> _Task_: Print, in exact form, the lines below from the one containing "Label a point on each instance of the wooden shed" through the one containing "Label a point on each instance of the small", and omit all others.

Natural-language object grounding data:
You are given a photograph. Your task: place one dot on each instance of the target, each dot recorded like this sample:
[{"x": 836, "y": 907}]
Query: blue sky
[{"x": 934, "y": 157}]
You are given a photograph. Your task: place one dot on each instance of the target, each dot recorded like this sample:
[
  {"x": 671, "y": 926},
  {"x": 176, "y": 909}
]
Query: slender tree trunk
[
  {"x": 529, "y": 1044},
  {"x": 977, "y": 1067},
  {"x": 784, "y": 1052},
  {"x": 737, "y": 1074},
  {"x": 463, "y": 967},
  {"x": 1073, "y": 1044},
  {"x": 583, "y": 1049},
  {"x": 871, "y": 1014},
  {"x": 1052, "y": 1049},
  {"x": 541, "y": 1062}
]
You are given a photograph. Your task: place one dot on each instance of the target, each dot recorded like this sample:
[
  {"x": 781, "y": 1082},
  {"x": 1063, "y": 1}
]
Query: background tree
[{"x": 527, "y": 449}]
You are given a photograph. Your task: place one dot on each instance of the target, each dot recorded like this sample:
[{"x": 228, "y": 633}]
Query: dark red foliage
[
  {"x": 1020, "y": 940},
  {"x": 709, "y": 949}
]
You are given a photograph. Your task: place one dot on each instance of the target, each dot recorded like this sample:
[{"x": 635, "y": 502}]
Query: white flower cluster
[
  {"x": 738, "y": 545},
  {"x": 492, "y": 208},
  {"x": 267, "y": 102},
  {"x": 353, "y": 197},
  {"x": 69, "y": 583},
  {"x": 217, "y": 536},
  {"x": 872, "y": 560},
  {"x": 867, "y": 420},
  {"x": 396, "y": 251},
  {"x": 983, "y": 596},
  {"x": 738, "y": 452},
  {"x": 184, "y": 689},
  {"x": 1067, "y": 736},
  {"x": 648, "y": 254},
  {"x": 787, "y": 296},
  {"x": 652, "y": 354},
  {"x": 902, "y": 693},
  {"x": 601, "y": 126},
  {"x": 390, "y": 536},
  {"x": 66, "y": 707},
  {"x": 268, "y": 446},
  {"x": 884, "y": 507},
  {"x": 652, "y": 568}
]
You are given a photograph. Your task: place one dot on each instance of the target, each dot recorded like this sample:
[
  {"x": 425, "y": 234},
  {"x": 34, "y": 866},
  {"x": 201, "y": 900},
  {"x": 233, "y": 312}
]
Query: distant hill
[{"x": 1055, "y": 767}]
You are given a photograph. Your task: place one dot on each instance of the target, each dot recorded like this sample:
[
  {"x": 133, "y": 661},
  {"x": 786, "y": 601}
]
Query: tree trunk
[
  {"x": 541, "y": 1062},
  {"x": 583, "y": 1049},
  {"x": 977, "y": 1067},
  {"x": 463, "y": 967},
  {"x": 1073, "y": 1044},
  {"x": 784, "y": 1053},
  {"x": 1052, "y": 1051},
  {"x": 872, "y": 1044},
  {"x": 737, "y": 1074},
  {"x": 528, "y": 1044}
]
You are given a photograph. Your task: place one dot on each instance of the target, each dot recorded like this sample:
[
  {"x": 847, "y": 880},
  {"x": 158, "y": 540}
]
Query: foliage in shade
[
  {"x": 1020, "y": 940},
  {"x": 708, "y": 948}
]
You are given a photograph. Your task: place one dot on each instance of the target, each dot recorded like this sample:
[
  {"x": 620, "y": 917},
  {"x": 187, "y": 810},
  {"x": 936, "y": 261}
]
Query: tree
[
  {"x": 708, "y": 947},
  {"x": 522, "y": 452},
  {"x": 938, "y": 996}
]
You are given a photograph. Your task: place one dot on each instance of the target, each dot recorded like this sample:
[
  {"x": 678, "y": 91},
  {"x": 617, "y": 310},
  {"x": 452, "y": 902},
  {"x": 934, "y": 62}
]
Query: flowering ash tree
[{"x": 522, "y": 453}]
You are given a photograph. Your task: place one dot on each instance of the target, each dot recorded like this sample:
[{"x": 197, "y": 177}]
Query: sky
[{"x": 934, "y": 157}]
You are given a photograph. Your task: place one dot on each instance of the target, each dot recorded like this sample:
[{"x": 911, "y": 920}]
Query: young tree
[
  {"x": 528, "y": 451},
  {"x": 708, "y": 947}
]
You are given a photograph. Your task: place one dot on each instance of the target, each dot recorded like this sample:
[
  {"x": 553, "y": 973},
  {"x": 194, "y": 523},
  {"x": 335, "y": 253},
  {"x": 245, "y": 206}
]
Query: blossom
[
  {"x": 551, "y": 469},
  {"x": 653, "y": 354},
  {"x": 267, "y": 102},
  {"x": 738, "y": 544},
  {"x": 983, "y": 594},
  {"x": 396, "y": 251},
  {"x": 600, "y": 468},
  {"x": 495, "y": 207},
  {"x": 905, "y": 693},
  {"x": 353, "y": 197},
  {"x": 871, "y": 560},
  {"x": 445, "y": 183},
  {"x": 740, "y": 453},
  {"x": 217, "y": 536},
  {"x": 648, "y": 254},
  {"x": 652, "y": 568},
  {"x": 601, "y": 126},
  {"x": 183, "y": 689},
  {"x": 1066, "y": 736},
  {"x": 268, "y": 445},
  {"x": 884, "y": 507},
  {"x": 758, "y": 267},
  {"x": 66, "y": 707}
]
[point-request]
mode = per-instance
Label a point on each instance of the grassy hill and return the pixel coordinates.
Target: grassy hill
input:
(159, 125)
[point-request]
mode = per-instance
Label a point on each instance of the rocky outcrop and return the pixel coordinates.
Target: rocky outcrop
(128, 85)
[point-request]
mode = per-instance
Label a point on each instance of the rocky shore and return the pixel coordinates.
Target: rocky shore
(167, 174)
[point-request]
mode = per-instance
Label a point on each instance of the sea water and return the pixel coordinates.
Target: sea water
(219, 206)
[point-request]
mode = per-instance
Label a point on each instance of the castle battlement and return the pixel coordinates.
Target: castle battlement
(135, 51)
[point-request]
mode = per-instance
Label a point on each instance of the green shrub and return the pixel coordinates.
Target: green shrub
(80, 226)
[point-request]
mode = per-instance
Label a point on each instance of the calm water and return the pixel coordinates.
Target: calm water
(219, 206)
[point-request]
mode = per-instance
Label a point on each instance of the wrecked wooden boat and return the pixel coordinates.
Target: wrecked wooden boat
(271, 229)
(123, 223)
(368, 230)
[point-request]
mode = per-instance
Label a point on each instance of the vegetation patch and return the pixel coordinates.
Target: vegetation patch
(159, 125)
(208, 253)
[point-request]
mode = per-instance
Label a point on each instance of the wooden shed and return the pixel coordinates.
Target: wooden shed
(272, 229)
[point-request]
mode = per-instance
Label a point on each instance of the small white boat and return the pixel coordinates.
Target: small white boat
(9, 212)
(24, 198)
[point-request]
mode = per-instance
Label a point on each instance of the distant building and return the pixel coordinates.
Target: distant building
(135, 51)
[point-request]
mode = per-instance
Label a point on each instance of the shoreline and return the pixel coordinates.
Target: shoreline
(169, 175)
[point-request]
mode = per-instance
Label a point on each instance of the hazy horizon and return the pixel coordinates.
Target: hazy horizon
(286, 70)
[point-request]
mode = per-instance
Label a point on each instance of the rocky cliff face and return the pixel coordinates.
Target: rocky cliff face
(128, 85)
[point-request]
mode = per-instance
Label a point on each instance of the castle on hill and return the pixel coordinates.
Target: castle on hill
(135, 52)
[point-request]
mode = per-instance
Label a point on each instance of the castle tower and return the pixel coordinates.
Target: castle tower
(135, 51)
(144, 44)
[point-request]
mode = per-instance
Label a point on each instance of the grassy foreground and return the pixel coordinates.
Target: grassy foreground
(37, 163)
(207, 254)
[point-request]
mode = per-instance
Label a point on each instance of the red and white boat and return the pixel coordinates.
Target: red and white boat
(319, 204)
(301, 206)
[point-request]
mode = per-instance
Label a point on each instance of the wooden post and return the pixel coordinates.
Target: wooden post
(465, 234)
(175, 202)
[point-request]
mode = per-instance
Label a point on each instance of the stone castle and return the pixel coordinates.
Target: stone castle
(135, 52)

> _Expected answer_:
Label a point on each instance of the wooden shed and return the pixel coordinates.
Target: wooden shed
(272, 229)
[point-request]
mode = per-instance
Label a point on each instance of the small white boat and return the pixel coordinates.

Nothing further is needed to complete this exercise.